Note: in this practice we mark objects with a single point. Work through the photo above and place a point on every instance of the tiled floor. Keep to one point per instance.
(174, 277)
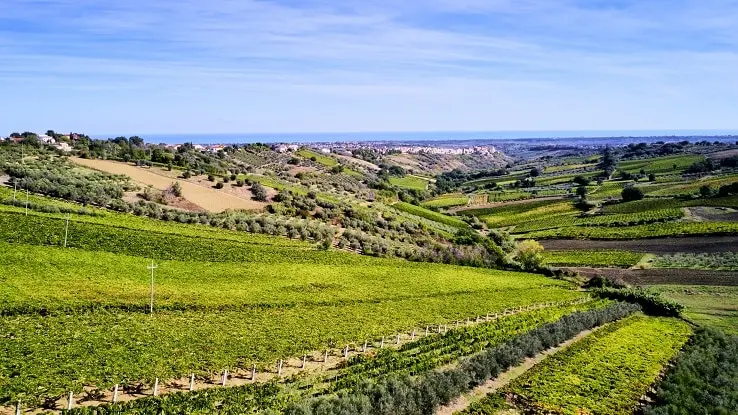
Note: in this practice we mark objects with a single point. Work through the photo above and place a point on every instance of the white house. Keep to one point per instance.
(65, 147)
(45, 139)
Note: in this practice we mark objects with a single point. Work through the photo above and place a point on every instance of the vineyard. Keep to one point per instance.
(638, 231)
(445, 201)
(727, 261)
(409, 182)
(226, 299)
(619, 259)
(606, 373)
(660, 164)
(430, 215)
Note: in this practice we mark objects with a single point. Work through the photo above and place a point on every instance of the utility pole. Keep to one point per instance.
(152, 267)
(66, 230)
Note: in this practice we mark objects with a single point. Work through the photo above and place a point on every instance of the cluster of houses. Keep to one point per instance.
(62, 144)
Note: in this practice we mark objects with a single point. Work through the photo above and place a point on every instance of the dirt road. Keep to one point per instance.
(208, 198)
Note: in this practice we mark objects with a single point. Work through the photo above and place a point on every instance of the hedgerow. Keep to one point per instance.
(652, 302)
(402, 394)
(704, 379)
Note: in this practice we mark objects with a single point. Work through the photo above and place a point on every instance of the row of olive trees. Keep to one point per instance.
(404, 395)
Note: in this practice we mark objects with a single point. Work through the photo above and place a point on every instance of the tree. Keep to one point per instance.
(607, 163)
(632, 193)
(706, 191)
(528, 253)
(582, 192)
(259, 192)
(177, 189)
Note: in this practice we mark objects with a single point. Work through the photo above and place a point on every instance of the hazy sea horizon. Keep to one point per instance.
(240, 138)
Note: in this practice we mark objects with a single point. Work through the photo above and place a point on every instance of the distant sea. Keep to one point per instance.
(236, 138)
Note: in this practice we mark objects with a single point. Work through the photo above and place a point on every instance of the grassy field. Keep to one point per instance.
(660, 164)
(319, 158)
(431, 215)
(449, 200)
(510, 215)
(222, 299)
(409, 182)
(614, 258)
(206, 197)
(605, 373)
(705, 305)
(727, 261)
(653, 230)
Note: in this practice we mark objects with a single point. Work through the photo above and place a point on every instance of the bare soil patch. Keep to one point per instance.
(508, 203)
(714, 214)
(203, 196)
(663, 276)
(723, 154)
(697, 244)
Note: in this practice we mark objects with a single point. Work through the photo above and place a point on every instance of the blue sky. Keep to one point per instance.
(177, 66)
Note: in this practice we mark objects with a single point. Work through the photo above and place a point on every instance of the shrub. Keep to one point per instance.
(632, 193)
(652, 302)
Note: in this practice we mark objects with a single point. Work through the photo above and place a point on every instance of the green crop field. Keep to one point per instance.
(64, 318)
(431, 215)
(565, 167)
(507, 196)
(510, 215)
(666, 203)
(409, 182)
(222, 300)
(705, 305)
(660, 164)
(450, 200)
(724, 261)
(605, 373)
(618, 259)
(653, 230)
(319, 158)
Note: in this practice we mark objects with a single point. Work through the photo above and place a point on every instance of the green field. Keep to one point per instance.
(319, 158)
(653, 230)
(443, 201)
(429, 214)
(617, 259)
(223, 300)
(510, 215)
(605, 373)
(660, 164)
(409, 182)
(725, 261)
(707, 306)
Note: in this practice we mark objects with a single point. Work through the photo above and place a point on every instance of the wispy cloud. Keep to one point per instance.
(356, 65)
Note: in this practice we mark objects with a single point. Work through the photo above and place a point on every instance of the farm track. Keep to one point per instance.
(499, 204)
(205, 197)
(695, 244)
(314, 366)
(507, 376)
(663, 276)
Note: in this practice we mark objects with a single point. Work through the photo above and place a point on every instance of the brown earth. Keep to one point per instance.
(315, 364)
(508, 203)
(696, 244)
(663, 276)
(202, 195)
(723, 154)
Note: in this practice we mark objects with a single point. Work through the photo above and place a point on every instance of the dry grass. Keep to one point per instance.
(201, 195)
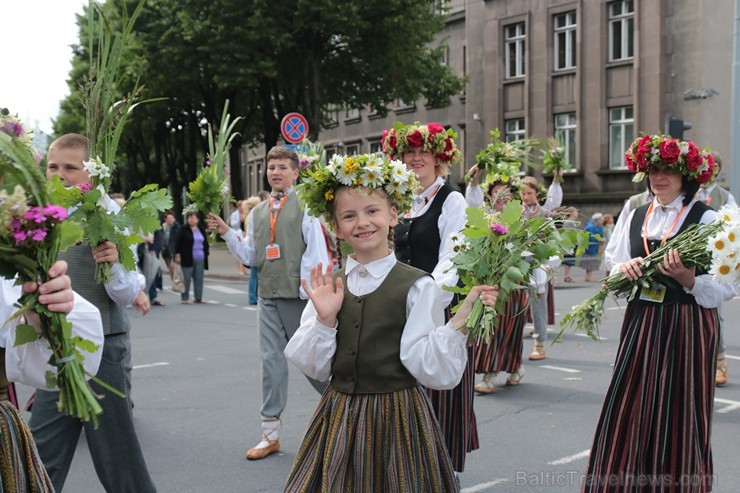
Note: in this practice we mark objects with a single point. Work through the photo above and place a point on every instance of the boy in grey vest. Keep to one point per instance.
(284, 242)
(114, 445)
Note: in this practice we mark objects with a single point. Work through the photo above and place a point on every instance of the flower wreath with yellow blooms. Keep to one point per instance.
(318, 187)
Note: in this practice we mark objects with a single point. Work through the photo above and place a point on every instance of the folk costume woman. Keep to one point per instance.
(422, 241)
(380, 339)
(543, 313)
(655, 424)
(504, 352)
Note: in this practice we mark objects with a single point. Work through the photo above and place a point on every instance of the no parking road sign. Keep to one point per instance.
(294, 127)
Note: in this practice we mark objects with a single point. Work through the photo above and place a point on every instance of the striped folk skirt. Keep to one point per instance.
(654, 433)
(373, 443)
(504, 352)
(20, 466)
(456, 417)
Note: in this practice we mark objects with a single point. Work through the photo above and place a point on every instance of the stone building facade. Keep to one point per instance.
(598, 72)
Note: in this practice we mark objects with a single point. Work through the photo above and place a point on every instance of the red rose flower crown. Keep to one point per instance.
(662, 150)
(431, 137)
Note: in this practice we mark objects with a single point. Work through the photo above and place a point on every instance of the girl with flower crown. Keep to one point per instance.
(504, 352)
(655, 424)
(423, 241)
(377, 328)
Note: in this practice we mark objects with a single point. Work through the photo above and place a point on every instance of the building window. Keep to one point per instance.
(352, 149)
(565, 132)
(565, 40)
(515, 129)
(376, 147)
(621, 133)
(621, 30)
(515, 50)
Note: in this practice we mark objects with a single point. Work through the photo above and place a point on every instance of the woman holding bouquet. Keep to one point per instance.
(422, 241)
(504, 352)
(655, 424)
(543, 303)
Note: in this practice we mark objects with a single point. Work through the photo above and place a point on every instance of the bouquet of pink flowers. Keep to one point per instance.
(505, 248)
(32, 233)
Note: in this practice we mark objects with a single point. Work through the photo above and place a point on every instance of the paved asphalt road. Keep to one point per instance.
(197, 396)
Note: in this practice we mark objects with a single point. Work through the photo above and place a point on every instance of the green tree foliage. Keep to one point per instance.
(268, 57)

========================================================================

=== What you have to do ===
Quote everything in the listing above exactly; pictures are the only thing to omit.

=== The response ===
Note: in this practice we mark objects with a single point. Work through the photo above and place a point on every instance of the tiled floor. Keep to one point per instance.
(174, 277)
Note: in this practice we mark objects with a single point. Work through the photo above and place a point on every instance of the white house. Keep to one point per instance.
(65, 147)
(45, 139)
Note: in this practice we mark objects with a single point. Work through the photo above and place a point on every instance of the vineyard. Keep to one point per instance.
(638, 231)
(445, 201)
(727, 261)
(409, 182)
(226, 299)
(619, 259)
(606, 373)
(660, 164)
(430, 215)
Note: in this practice we mark objects with a single point. Work through the photo above and place a point on every instance of the utility pole. Keep to one point per instance.
(152, 267)
(66, 230)
Note: in this practice we mark objects with a single point. Work through the photo above and place a point on every instance of the cluster of houses. Keep to one point per instance.
(62, 144)
Note: in this practice we mark objects with a single point. Work through the photo above and place a point on every instance of the dirt road. Keep to one point per instance.
(208, 198)
Note: in this practice we mark objects with a single point. Work through the photo above and place a point on every instance of the hedgerow. Keep to one point per instance.
(652, 302)
(402, 394)
(704, 379)
Note: in this practice we mark objects with a single point. Work through the photo above and place a point on every instance of the row of olive trees. Keep to one point per instance.
(404, 395)
Note: in this practice we mark objects with a single point. Work through the photo above and place a point on every instance of the tree. Keep to one point per instance.
(607, 163)
(632, 193)
(706, 191)
(528, 253)
(582, 192)
(259, 192)
(177, 189)
Note: in this practice we mark objects with a single point. Work through the photo above and place a point on every instance of the hazy sea horizon. Keep to one point per instance.
(240, 138)
Note: in this practice we mark objects with a single point. Work through the photo above and place a point on every instance of the distant sea. Keep to one point per instance.
(236, 138)
Note: in this practice we mark objects with a single point. Work through the photo above and place a point on every instance of the grassy field. Keep to one point per instance.
(660, 164)
(319, 158)
(431, 215)
(449, 200)
(510, 215)
(222, 299)
(409, 182)
(614, 258)
(206, 197)
(605, 373)
(705, 305)
(727, 261)
(653, 230)
Note: in this practice we mark objects with a single point. Work through the photo above and place a point on every instance of the bare soil patch. Keep to one point per instance.
(508, 203)
(714, 214)
(203, 196)
(663, 276)
(723, 154)
(697, 244)
Note: in this practice we mark objects with a single point. Work through the photo above and place a point on every instance of the blue sky. Keep to one point per instance.
(177, 66)
Note: in this practice we mark objects with a single point. Work through the photo above and place a point on every instance of the shrub. Keep to one point per instance.
(632, 193)
(652, 302)
Note: in this practice we mark objects with a single point. Work through the photo above and place a point on every instance of the green crop field. Keep to one point per instance.
(64, 318)
(431, 215)
(565, 167)
(507, 196)
(510, 215)
(666, 203)
(409, 182)
(222, 300)
(705, 305)
(660, 164)
(450, 200)
(724, 261)
(605, 373)
(618, 259)
(653, 230)
(319, 158)
Note: in this practice we mark objects with a single point. Work through the photo above and place a point on every instance of the green field. Keep to one point per instance.
(319, 158)
(653, 230)
(443, 201)
(429, 214)
(617, 259)
(223, 300)
(510, 215)
(605, 373)
(660, 164)
(409, 182)
(725, 261)
(707, 306)
Note: in this practice we mark objects with a single point. Work through the photo above and place a point on every instance of the wispy cloud. Keep to one point per instance.
(356, 65)
Note: in this practice we mark objects with a single point. Work through the photo above and place a point on every instance of the farm track. Keep to one point per instance.
(499, 204)
(205, 197)
(695, 244)
(314, 366)
(507, 376)
(663, 276)
Note: in this practice we mark objects with a single point. Work through the photo above and place a point on every instance of the brown earth. Keep to one point per instance.
(315, 364)
(508, 203)
(696, 244)
(663, 276)
(202, 195)
(723, 154)
Note: in this practice we mark objects with a single point. Work through the photo above and place a point on every instance of the dry grass. Keep to one point per instance.
(201, 195)
Note: in this practice we mark objects with a single point. Work through the photo above and place a point on every instance of the boy in grey vest. Keep to one point per instance.
(284, 242)
(114, 445)
Note: in this practice we mark objects with a single point. Work through the photo above and place a point on every instance of the flower wreath with yellow blooms. Keep to one point per instance.
(318, 187)
Note: in this practice we mark objects with a single point. Work through the photo above and place a point on every instance of the folk costume woman. Keep to one point per instance.
(422, 241)
(380, 339)
(543, 313)
(655, 424)
(504, 352)
Note: in this practice we mark objects with a single point. Work through the photo above and place a point on every instance of the no parking road sign. Keep to one point per instance.
(294, 127)
Note: in this practice we mark objects with a single point. Work through the photo above and place a point on every instance of the striped folk skirt. Keep to one point per instance.
(654, 433)
(373, 443)
(504, 352)
(20, 466)
(456, 417)
Note: in this practice we mark objects with a single point. Work through the photo above and place a point on every instance of the stone building facade. Keep to one point per instance.
(598, 72)
Note: in this practice we mark objects with a single point. Work through the photo above and place a point on every instance of the red rose flower crown. Keep to one point per instance.
(662, 150)
(431, 137)
Note: in this practice we mark objects with a single point. Work through the photo above and place a point on every instance of the girl with flower crown. Keep to one point per instance.
(504, 352)
(655, 424)
(423, 241)
(377, 328)
Note: in this practice we mark objects with a single point. Work through the photo above and place a point on every instance of the building window. Keep to one point per instance.
(352, 149)
(565, 132)
(565, 40)
(515, 129)
(376, 147)
(621, 133)
(621, 30)
(515, 50)
Note: in this practice we mark objects with a single point. Work through the photo above and place a point on every instance of the woman holding bouquet. Keep to one point per instance.
(422, 241)
(504, 352)
(655, 424)
(543, 303)
Note: in this practice we mark objects with a single point. Work through the photo above and place a point on every instance of the bouquet of pink flowers. Keep to one point per instance.
(505, 248)
(32, 233)
Note: in this practice we mark objects with a single point. Work through the photo above and place a point on every instance of the paved asphalt road. Keep to one point per instance.
(197, 396)
Note: in this practice we mark objects with a single point. Work through the photo above and place a point on every instance of the green tree foliage. Keep to one point per instance.
(268, 57)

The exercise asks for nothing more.